» **What you are asked to do**
Give each line of the records again exactly and omit every picture.

» **Data**
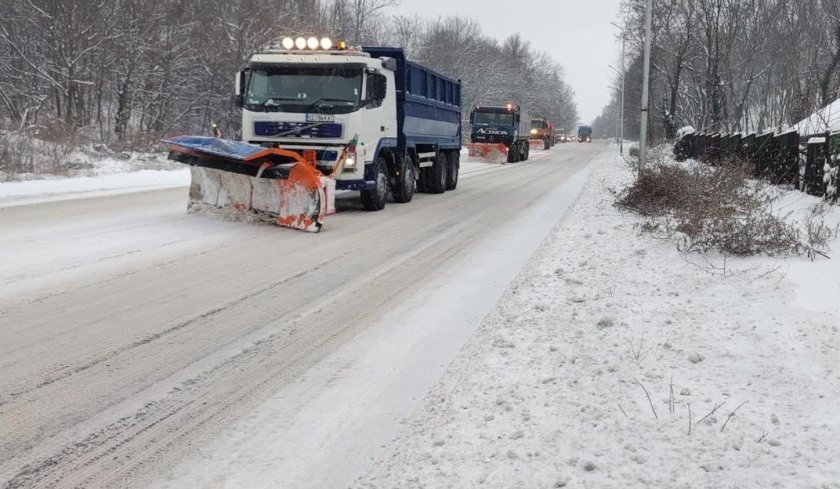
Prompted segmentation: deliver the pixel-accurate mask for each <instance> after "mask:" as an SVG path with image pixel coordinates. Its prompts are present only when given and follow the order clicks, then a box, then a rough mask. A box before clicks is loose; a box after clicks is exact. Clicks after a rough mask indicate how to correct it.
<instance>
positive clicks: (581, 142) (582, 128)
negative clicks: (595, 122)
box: [578, 126, 592, 143]
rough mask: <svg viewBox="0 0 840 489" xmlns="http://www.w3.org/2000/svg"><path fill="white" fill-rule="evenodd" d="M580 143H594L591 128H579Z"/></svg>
mask: <svg viewBox="0 0 840 489" xmlns="http://www.w3.org/2000/svg"><path fill="white" fill-rule="evenodd" d="M578 142H579V143H591V142H592V128H591V127H590V126H580V127H579V128H578Z"/></svg>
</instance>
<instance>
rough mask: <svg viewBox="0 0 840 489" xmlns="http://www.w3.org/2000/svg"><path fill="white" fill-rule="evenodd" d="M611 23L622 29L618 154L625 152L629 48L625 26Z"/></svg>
mask: <svg viewBox="0 0 840 489" xmlns="http://www.w3.org/2000/svg"><path fill="white" fill-rule="evenodd" d="M610 24H612V25H614V26H615V27H618V28H619V29H621V72H620V73H619V76H621V109H619V117H618V119H619V124H617V125H618V126H619V130H618V132H619V136H618V154H621V155H623V154H624V93H625V92H624V89H625V83H624V82H625V79H624V77H625V73H626V71H627V70H626V68H625V66H624V63H625V58H626V57H627V55H626V50H627V31H626V29H625V28H624V26H622V25H619V24H616V23H615V22H610Z"/></svg>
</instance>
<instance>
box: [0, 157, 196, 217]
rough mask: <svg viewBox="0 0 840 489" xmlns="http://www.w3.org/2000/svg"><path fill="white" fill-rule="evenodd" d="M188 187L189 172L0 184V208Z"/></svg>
mask: <svg viewBox="0 0 840 489" xmlns="http://www.w3.org/2000/svg"><path fill="white" fill-rule="evenodd" d="M189 184H190V171H189V169H188V168H186V167H184V168H179V169H177V170H140V171H135V172H127V173H107V174H101V175H96V176H89V177H70V178H51V179H39V180H24V181H17V182H2V183H0V208H2V207H13V206H19V205H29V204H35V203H41V202H54V201H59V200H70V199H81V198H89V197H102V196H106V195H116V194H121V193H133V192H142V191H144V190H154V189H163V188H173V187H186V186H188V185H189Z"/></svg>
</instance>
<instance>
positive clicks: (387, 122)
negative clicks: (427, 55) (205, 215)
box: [236, 37, 461, 210]
mask: <svg viewBox="0 0 840 489" xmlns="http://www.w3.org/2000/svg"><path fill="white" fill-rule="evenodd" d="M417 68H418V65H415V64H413V63H411V62H409V61H407V60H406V59H405V56H404V54H403V52H402V50H400V49H396V48H350V47H348V46H347V45H346V44H345V43H343V42H342V43H338V44H337V45H335V46H334V45H333V43H332V41H331V40H329V39H326V38H324V39H320V40H319V39H317V38H314V37H312V38H309V39H306V38H302V37H301V38H297V39H292V38H285V39H283V40H282V41H281V42H280V43H273V44H271V45H269V46H267V47H265V48H263V49H262V50H261V51H260V52H258V53H256V54H254V55H253V56H252V57H251V58H250V60H249V61H248V63H247V65H246V66H245V67H244V69H243V70H242V71H240V72H239V74H238V75H237V78H236V100H237V105H239V106H240V107H241V108H242V140H243V141H245V142H247V143H251V144H255V145H260V146H265V147H275V148H282V149H287V150H293V151H298V152H303V151H306V150H314V151H315V152H316V154H317V166H318V169H319V170H321V171H322V173H324V174H329V173H331V170H332V168H333V166H334V165H335V164H336V161H337V160H338V159H339V155H341V154H342V152H343V151H347V150H349V151H350V152H351V154H350V155H349V157H348V158H347V159H346V160H345V162H344V165H343V168H342V169H341V171H340V172H339V173H338V174H336V175H335V179H336V188H337V189H339V190H358V191H360V192H361V193H362V202H363V204H364V206H365V207H366V208H368V209H370V210H378V209H381V208H382V207H384V205H385V195H387V194H388V193H389V190H390V191H392V192H393V195H394V199H395V200H396V201H397V202H408V201H410V200H411V196H412V195H413V193H414V191H415V190H416V189H417V188H418V187H420V189H421V190H422V189H426V188H428V189H429V190H430V191H432V192H433V193H441V192H443V191H444V190H446V187H452V188H454V184H453V182H455V183H457V169H458V166H459V162H458V160H457V156H452V154H453V153H459V151H460V145H461V138H460V124H459V123H458V121H459V120H460V83H458V82H456V81H454V80H450V79H448V78H445V77H443V76H442V75H438V74H436V73H433V72H431V74H433V76H429V77H428V79H429V80H428V81H429V85H424V86H422V87H421V86H419V83H418V87H417V88H418V90H417V91H418V92H421V93H416V92H409V89H413V88H414V87H413V86H412V87H409V85H410V84H411V82H412V81H413V80H412V79H411V75H412V74H413V71H416V70H417ZM428 71H430V70H428ZM428 74H429V73H423V75H424V80H423V81H424V82H425V81H427V80H426V75H428ZM430 85H433V87H432V86H430ZM421 88H422V89H424V91H421V90H419V89H421ZM415 98H416V99H419V100H415ZM418 104H419V105H426V106H433V107H434V108H435V109H437V110H433V111H426V112H421V111H415V110H412V109H413V108H414V107H415V106H416V105H418ZM423 119H433V120H434V121H436V122H438V124H424V123H423V121H422V120H423ZM450 160H451V161H450ZM428 169H431V170H428ZM453 172H454V174H453ZM432 173H433V175H431V174H432ZM441 173H442V174H441ZM433 179H434V180H435V181H432V180H433ZM426 183H427V184H428V185H425V184H426Z"/></svg>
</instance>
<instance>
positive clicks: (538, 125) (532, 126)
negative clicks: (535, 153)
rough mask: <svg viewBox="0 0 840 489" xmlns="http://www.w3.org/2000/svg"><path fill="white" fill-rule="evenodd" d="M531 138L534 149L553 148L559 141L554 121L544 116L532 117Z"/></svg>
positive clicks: (532, 144) (534, 116) (548, 148)
mask: <svg viewBox="0 0 840 489" xmlns="http://www.w3.org/2000/svg"><path fill="white" fill-rule="evenodd" d="M529 138H530V140H531V141H530V144H531V147H533V148H534V149H551V148H552V147H553V146H554V145H555V144H556V143H557V140H556V136H555V134H554V123H553V122H551V121H550V120H548V119H546V118H545V117H542V116H534V117H531V129H530V134H529Z"/></svg>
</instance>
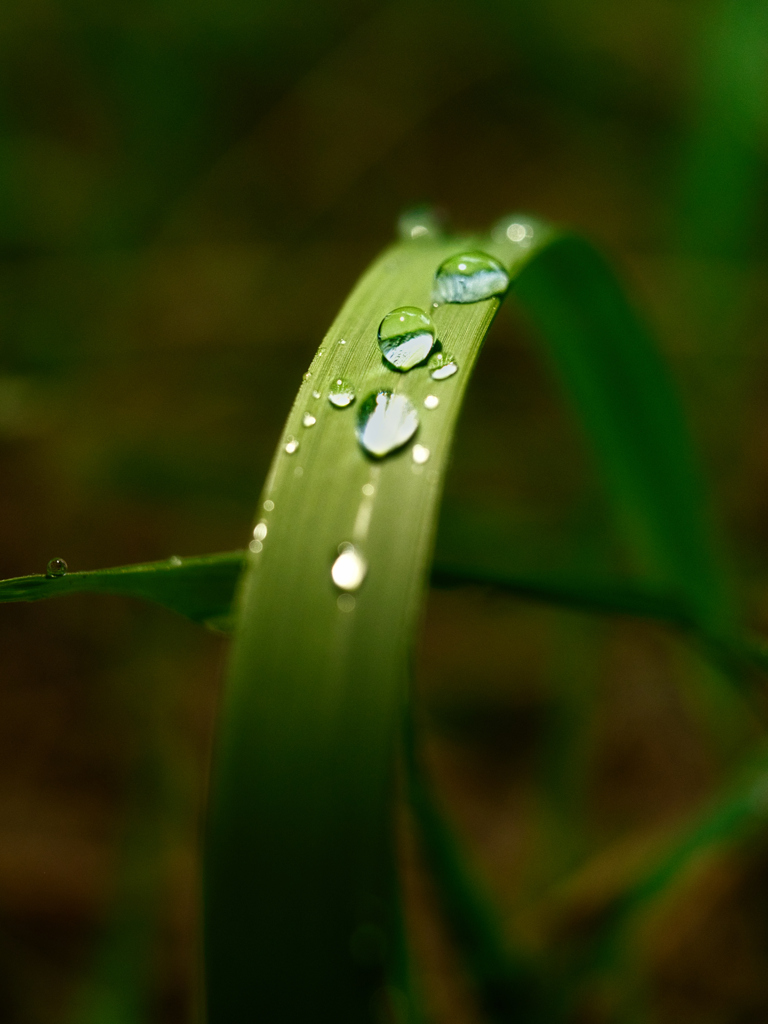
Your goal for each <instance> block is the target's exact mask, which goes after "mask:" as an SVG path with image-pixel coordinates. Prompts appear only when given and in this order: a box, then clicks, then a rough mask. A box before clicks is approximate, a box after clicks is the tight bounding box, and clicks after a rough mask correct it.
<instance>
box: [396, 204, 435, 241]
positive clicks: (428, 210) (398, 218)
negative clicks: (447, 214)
mask: <svg viewBox="0 0 768 1024" xmlns="http://www.w3.org/2000/svg"><path fill="white" fill-rule="evenodd" d="M444 233H445V227H444V216H443V215H442V213H441V212H440V211H439V210H435V209H434V208H432V207H430V206H417V207H414V209H413V210H406V212H404V213H401V214H400V216H399V217H398V219H397V234H398V236H399V238H401V239H402V240H403V241H410V240H411V239H439V238H441V237H442V236H443V234H444Z"/></svg>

» **Task answer**
Prompted segmentation: deliver the pixel-accurate mask for each <instance> after "mask:" as an SVG path with image pixel coordinates. Its prompts are present only when given and follow the order clicks, then a box, then a rough mask. A box before clicks is loose; a box after clicks is exact. Clicks after a rough mask indicate how to correct it.
<instance>
positive clicks: (581, 142) (582, 128)
negative clicks: (595, 122)
box: [578, 126, 592, 143]
rough mask: <svg viewBox="0 0 840 489" xmlns="http://www.w3.org/2000/svg"><path fill="white" fill-rule="evenodd" d="M580 143H594L591 128H579Z"/></svg>
mask: <svg viewBox="0 0 840 489" xmlns="http://www.w3.org/2000/svg"><path fill="white" fill-rule="evenodd" d="M578 142H579V143H591V142H592V128H591V127H590V126H580V127H579V128H578Z"/></svg>
</instance>
<instance>
rough mask: <svg viewBox="0 0 840 489" xmlns="http://www.w3.org/2000/svg"><path fill="white" fill-rule="evenodd" d="M611 23L622 29L618 154L625 152L629 48L625 26Z"/></svg>
mask: <svg viewBox="0 0 840 489" xmlns="http://www.w3.org/2000/svg"><path fill="white" fill-rule="evenodd" d="M610 24H612V25H614V26H615V27H618V28H619V29H621V72H620V73H619V76H621V109H619V117H618V119H619V124H617V125H618V126H619V130H618V132H619V136H618V154H621V155H623V154H624V93H625V92H624V89H625V83H624V82H625V79H624V77H625V73H626V71H627V70H626V68H625V66H624V63H625V58H626V57H627V55H626V50H627V31H626V29H625V28H624V26H622V25H619V24H616V23H615V22H610Z"/></svg>
</instance>
<instance>
box: [0, 157, 196, 217]
rough mask: <svg viewBox="0 0 840 489" xmlns="http://www.w3.org/2000/svg"><path fill="white" fill-rule="evenodd" d="M188 187L189 172L0 184V208Z"/></svg>
mask: <svg viewBox="0 0 840 489" xmlns="http://www.w3.org/2000/svg"><path fill="white" fill-rule="evenodd" d="M189 184H190V171H189V169H188V168H186V167H184V168H179V169H177V170H140V171H135V172H127V173H107V174H101V175H96V176H89V177H70V178H51V179H39V180H24V181H17V182H2V183H0V208H2V207H13V206H19V205H29V204H35V203H41V202H54V201H59V200H70V199H81V198H89V197H102V196H106V195H116V194H121V193H133V192H142V191H144V190H154V189H163V188H173V187H186V186H188V185H189Z"/></svg>
</instance>
<instance>
positive clicks: (387, 122)
negative clicks: (427, 55) (205, 215)
box: [236, 37, 461, 210]
mask: <svg viewBox="0 0 840 489" xmlns="http://www.w3.org/2000/svg"><path fill="white" fill-rule="evenodd" d="M417 68H418V65H415V64H413V63H411V62H409V61H407V60H406V59H405V56H404V54H403V52H402V50H400V49H396V48H350V47H348V46H347V45H346V44H345V43H343V42H342V43H338V44H337V45H335V46H334V45H333V43H332V41H331V40H329V39H326V38H324V39H320V40H319V39H317V38H314V37H312V38H309V39H306V38H302V37H301V38H297V39H292V38H285V39H283V40H282V41H281V42H280V43H273V44H271V45H269V46H267V47H265V48H263V49H262V50H261V51H260V52H258V53H256V54H254V55H253V56H252V57H251V58H250V60H249V61H248V63H247V65H246V66H245V67H244V69H243V70H242V71H240V72H239V74H238V75H237V78H236V100H237V105H239V106H240V107H241V108H242V140H243V141H245V142H247V143H251V144H255V145H260V146H265V147H275V148H282V149H287V150H293V151H298V152H303V151H306V150H314V151H315V152H316V154H317V166H318V169H319V170H321V171H322V173H324V174H329V173H331V170H332V168H333V166H334V165H335V164H336V161H337V160H338V159H339V155H341V154H342V152H343V151H347V150H349V151H350V152H351V154H350V155H349V157H348V158H347V159H346V160H345V162H344V165H343V168H342V169H341V171H340V172H339V173H338V174H336V175H335V179H336V188H337V189H339V190H358V191H360V192H361V193H362V202H363V204H364V206H365V207H366V208H368V209H370V210H378V209H381V208H382V207H384V205H385V195H387V194H388V193H389V190H390V191H392V192H393V195H394V199H395V200H396V201H397V202H408V201H410V200H411V196H412V195H413V193H414V191H415V190H416V189H417V188H418V187H420V189H421V190H422V189H426V188H428V189H429V190H430V191H432V192H433V193H441V192H443V191H444V190H446V187H452V188H454V184H453V182H455V183H457V169H458V166H459V162H458V160H457V156H452V154H453V153H459V151H460V145H461V138H460V124H459V123H458V121H459V120H460V83H458V82H456V81H454V80H450V79H448V78H445V77H443V76H442V75H438V74H436V73H433V72H431V74H433V76H429V77H428V79H429V80H428V81H429V85H424V86H422V87H421V86H419V83H418V87H417V88H418V90H417V91H418V92H421V93H416V92H409V89H413V88H414V87H413V86H412V87H409V85H410V84H411V82H412V81H413V80H412V79H411V75H412V74H413V71H416V70H417ZM428 71H430V70H428ZM428 74H429V73H423V75H424V80H423V81H424V82H425V81H427V80H426V75H428ZM430 85H433V87H432V86H430ZM421 88H422V89H424V91H421V90H419V89H421ZM415 98H416V99H419V100H415ZM418 104H419V105H426V106H433V107H434V108H435V109H437V110H433V111H426V112H421V111H415V110H412V109H413V108H414V107H415V106H416V105H418ZM423 119H433V120H434V121H436V122H438V124H424V123H423V121H422V120H423ZM450 160H451V161H450ZM428 169H431V170H428ZM453 172H454V174H453ZM432 173H433V175H431V174H432ZM441 173H442V174H441ZM433 179H434V180H435V181H432V180H433ZM426 183H427V184H428V185H425V184H426Z"/></svg>
</instance>
<instance>
positive clicks: (538, 125) (532, 126)
negative clicks: (535, 153)
rough mask: <svg viewBox="0 0 840 489" xmlns="http://www.w3.org/2000/svg"><path fill="white" fill-rule="evenodd" d="M531 138L534 149L553 148L559 141L554 121L544 116L532 117Z"/></svg>
positive clicks: (532, 144) (534, 116) (548, 148)
mask: <svg viewBox="0 0 840 489" xmlns="http://www.w3.org/2000/svg"><path fill="white" fill-rule="evenodd" d="M529 138H530V140H531V141H530V144H531V147H533V148H534V149H551V148H552V147H553V146H554V145H555V144H556V143H557V140H556V136H555V134H554V123H553V122H551V121H550V120H548V119H546V118H545V117H542V116H534V117H531V129H530V134H529Z"/></svg>
</instance>
Your goal for each <instance> block is the target's exact mask, which goes after "mask:" as an SVG path with image-pixel coordinates. Prompts appear only when given and in this order: a box, then clicks, then a rough mask. A box before clicks is approximate, a box after clicks is the tight bounding box, and clicks after a rough mask correct it.
<instance>
box: [396, 204, 435, 241]
positive clicks: (428, 210) (398, 218)
negative clicks: (447, 214)
mask: <svg viewBox="0 0 768 1024" xmlns="http://www.w3.org/2000/svg"><path fill="white" fill-rule="evenodd" d="M444 233H445V227H444V216H443V215H442V213H441V212H440V211H439V210H435V209H434V208H432V207H430V206H417V207H414V209H413V210H406V212H404V213H401V214H400V216H399V217H398V219H397V234H398V236H399V238H401V239H402V240H403V241H410V240H411V239H439V238H441V237H442V236H443V234H444Z"/></svg>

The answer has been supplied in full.